NdV: De que modo a Ordem dos Carmelitas chega até Viana? E como surge o Convento de Nossa Senhora do Carmo?

FMC: “Este zelo do aumento da Província era causa de andar contentíssimo (o Padre Provincial Frei Martinho), apressando-se a fundar, na ilustre vila de Viana, uma casa cuja primeira pedra foi lançada no dia de Nossa Senhora do Carmo, 16 de julho de 1621”. Deste modo, o autor da Crónica regista o acontecimento de tão grande importância para ambas as partes: Ordem e Cidade.

Reza o texto que, no Capítulo de 5 de maio de 1618, no Convento de Lisboa, o ambiente era tão admiravelmente calmo e pacífico que só poderia ser o Deus da paz a derramar sobre todos os capitulares ali reunidos o Seu exemplo unificador. As eleições decorrem, por isso, exemplarmente para grande satisfação do Padre Provincial, zelador extremoso do bem das suas casas. Particularmente nesse tempo, a sua felicidade vinha do projeto de fundar a casa de Viana, local onde, desde 314 a.C. havia notícia de uma que, com todas as convulsões na Península, se perdera, tendo-a recuperado D. Afonso III, situando-a “onde hoje está”, diz o cronista: na terra de “excelentes talentos (…) de ciências e de letras”, de “habitantes de ânimos generosos para as armas  e (…) mercancia”, terra “avantajada a muitas vilas das famosas do reino” cuja “nobreza dos moradores dos  melhores apelidos de Portugal”, na “honra mais que liberais“, “animosos, briosos, sisudos e amigos do bem comum”… E o elogio não se fica por aqui, reforça-o, referindo-se a Viana como (vila) “ maior que todas em riquezas grangeadas no comércio do Brasil, Guiné, Angola e Ilhas” efetuado com recurso a navios cujos armadores e tripulação, dela oriundos, contribuem generosamente para o bem local.

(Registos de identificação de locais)
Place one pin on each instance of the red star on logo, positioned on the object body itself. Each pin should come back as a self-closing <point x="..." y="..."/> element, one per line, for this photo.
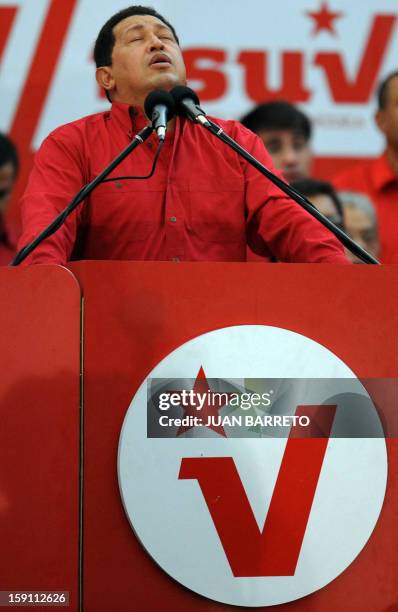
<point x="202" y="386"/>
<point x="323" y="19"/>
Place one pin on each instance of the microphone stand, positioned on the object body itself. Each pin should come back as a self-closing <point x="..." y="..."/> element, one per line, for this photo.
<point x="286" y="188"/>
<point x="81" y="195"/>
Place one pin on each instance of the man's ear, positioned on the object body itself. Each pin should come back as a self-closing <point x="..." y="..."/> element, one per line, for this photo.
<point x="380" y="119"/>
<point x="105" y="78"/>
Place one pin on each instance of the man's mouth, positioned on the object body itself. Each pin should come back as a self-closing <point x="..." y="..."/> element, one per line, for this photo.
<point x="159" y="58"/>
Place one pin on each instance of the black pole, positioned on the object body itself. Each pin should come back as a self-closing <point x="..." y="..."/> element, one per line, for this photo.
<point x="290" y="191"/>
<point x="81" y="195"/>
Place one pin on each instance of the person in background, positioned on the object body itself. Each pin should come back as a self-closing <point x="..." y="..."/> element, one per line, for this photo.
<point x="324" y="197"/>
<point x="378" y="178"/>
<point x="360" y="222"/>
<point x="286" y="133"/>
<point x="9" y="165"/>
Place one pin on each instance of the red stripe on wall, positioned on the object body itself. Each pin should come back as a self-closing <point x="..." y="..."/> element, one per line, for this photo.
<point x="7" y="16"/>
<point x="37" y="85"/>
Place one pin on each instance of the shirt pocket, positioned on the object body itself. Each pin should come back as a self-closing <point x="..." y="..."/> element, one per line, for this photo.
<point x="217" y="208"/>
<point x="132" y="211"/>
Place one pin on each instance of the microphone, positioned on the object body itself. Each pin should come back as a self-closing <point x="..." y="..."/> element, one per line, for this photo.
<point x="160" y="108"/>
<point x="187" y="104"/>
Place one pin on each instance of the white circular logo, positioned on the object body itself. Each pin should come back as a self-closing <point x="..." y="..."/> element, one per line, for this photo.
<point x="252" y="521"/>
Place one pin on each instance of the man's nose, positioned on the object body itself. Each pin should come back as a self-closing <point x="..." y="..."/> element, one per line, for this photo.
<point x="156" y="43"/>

Tarefa escrita> Copie do texto sobre a chegada dos Carmelitas a Viana o trecho que começa em "NdV: De que" e termina em "Ordem e Cidade.", incluindo ambos. Os registos constituem material separado do texto.

Resposta à tarefa>
NdV: De que modo a Ordem dos Carmelitas chega até Viana? E como surge o Convento de Nossa Senhora do Carmo?

FMC: “Este zelo do aumento da Província era causa de andar contentíssimo (o Padre Provincial Frei Martinho), apressando-se a fundar, na ilustre vila de Viana, uma casa cuja primeira pedra foi lançada no dia de Nossa Senhora do Carmo, 16 de julho de 1621”. Deste modo, o autor da Crónica regista o acontecimento de tão grande importância para ambas as partes: Ordem e Cidade.